#### Passage

/K-NearestNeighborsClassifier

This is the first machine learning assignment that I had completed in the 5th semester of my undergraduate course on Computer Science with Artificial Intelligence and Machine Learning at Dayananda Sagar University, Bengaluru, India in October 2022.

Primary LanguageJupyter Notebook

K-Nearest Neighbors Classifier with custom algorithm and library implementations

Problem statement

Build a k nearest neighbor classifier in Python to classify the MNIST digit data. This is a multi-class classification problem with labels from 0 to 9.

Values

  1. Number of neighbors 'k': 44

  2. Number of data points: 7100

  3. Testing process (cross-validation): 1420 (Randomly picking 20% of the data for testing, and doing the testing k many times; each time picking the 20% test data randomly)

Implementation

Write the code for a custom kNN algorithm, and generate an averaged confusion matrix. Repeat the process using sklearn's KNeighborsClassifier library classifier.

Anomalies

  1. Sometimes in the Custom kNN classifier, due to losses in the decimal places, when calculating the total number of elements in the final confusion matrix, the answer may not always be the exact number of testing datapoints used, rather it could produce a value that is extremely close to the intended answer.

  2. Since the confusion matrix that we are printing in the end holds the average value, the values of the elements may have decimal places; as it is not necessary that the values add up to a value that is divisible by k.

List of Files

File Name Description
K-Nearest Neighbors Classifier - Custom A kNN classifier using a hardcoded algorithm
K-Nearest Neighbors Classifier - Library A kNN classifier using scikit-learn's library classifier
Documentation Documentation of the project

########

What is expected:
Answer from the kNN project page:
(a) What value is given for the number of neighbors k?
(b) How many data points are used for testing?
(c) Which file holds the classifier built with scikit-learn's library classifier?
The items after this point are separate material, unrelated to the kNN project page.

#### Data supplied

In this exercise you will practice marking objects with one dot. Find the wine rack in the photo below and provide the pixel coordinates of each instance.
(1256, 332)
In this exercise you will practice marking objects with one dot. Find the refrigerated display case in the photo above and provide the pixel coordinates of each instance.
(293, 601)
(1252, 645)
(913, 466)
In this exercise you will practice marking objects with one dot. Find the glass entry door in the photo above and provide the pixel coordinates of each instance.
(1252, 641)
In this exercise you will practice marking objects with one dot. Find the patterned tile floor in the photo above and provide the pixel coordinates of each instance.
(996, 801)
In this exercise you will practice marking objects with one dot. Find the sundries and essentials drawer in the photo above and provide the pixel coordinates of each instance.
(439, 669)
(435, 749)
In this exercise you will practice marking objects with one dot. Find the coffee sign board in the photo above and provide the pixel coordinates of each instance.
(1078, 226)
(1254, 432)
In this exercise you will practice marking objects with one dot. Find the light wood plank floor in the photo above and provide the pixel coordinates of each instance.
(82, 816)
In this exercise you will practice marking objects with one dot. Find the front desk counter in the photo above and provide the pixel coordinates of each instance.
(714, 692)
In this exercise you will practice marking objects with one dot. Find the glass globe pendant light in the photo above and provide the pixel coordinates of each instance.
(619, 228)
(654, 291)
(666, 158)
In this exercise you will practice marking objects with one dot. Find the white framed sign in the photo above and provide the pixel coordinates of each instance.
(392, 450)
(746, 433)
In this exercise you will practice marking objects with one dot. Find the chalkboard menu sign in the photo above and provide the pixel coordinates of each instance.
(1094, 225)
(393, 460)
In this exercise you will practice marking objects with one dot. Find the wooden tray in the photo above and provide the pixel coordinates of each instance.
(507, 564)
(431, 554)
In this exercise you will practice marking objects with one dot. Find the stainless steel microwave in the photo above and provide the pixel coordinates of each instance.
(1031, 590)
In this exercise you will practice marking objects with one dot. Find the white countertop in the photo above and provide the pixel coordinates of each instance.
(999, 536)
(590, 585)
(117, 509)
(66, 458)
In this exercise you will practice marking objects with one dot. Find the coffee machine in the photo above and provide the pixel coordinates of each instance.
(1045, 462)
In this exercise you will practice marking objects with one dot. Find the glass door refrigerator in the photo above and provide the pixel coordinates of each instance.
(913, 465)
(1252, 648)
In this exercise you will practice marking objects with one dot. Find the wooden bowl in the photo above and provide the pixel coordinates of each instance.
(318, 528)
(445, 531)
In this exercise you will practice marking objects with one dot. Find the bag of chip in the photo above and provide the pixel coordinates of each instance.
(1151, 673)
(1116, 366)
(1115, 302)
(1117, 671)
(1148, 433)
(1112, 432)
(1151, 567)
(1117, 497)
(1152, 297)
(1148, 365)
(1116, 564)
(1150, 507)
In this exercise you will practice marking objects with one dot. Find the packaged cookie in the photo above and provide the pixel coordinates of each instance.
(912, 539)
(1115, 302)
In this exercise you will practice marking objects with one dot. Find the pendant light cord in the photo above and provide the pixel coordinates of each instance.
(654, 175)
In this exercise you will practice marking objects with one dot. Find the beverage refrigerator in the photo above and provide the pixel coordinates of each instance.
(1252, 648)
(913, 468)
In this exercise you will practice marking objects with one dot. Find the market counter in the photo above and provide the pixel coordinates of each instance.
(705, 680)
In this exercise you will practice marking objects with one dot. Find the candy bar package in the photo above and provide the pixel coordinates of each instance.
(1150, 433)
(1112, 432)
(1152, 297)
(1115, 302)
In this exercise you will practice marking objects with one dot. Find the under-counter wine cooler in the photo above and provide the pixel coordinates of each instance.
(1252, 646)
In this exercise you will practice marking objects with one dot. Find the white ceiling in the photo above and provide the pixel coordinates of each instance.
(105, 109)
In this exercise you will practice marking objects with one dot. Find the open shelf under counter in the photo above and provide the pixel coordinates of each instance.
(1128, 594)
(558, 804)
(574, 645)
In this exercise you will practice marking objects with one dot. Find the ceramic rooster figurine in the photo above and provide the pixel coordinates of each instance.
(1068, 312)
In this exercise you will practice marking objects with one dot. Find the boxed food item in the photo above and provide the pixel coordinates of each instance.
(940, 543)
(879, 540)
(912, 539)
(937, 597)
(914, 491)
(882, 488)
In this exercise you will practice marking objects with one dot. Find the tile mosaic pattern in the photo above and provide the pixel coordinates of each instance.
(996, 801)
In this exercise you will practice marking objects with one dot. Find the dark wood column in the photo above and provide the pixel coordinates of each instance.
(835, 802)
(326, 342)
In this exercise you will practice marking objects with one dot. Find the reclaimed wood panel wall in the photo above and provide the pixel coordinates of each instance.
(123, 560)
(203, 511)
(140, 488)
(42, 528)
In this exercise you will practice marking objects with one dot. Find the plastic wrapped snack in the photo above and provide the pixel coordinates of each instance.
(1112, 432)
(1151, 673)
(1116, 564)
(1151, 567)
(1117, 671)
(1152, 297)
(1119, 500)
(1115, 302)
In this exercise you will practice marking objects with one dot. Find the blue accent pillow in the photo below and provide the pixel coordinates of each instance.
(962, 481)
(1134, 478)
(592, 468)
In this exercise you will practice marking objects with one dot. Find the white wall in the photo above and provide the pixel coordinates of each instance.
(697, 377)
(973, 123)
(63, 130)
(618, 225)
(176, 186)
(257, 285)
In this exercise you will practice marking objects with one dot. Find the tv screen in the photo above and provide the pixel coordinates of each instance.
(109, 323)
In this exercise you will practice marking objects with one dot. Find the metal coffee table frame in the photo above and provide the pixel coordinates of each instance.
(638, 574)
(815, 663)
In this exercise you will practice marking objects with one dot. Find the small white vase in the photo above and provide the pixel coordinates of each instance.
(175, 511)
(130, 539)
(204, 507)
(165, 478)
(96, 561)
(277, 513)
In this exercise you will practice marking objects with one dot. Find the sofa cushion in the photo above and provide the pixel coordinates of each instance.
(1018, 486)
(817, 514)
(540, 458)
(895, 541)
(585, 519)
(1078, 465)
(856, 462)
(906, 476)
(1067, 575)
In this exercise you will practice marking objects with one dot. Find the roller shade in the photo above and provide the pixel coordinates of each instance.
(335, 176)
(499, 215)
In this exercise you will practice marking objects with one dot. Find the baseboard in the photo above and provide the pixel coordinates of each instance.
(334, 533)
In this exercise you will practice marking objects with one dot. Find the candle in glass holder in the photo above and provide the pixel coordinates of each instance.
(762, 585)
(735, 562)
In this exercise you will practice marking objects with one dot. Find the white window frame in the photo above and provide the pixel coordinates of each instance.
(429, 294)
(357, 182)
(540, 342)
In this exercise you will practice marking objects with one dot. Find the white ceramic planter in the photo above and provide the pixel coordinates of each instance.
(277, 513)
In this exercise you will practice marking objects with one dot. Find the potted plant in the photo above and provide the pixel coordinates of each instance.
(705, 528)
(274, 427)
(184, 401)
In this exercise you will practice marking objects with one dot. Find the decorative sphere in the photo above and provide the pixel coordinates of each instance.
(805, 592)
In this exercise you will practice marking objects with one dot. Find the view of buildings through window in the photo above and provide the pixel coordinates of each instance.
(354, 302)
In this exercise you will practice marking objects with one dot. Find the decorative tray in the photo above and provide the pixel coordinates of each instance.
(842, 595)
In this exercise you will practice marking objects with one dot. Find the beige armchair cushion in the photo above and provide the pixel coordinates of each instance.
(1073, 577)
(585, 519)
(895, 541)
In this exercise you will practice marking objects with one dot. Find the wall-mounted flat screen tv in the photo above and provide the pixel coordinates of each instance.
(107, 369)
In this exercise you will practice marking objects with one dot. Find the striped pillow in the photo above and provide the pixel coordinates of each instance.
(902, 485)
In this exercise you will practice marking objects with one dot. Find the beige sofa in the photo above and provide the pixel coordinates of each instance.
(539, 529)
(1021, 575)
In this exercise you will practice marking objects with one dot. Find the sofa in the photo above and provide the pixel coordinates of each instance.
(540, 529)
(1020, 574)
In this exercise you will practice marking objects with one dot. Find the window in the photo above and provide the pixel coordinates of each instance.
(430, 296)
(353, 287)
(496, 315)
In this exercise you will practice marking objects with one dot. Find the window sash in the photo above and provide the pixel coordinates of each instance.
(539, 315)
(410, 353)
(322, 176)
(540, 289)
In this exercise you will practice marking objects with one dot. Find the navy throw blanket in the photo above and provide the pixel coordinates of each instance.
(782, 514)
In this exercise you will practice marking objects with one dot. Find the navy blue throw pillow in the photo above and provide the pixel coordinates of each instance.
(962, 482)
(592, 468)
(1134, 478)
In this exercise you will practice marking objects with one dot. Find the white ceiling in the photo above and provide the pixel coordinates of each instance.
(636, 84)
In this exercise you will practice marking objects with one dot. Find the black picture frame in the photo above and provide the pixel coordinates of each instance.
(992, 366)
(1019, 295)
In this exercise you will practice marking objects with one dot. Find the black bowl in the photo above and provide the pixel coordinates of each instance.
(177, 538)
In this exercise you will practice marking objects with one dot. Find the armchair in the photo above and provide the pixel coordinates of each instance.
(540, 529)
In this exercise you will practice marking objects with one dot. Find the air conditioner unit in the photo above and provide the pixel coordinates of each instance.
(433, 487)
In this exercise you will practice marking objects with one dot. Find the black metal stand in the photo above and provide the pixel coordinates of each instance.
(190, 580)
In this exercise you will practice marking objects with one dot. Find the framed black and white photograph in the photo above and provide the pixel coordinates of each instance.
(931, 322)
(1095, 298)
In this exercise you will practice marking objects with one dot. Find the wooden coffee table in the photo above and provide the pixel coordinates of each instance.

########

Response to this task:
(a) 44
(b) 1420
(c) K-Nearest Neighbors Classifier - Library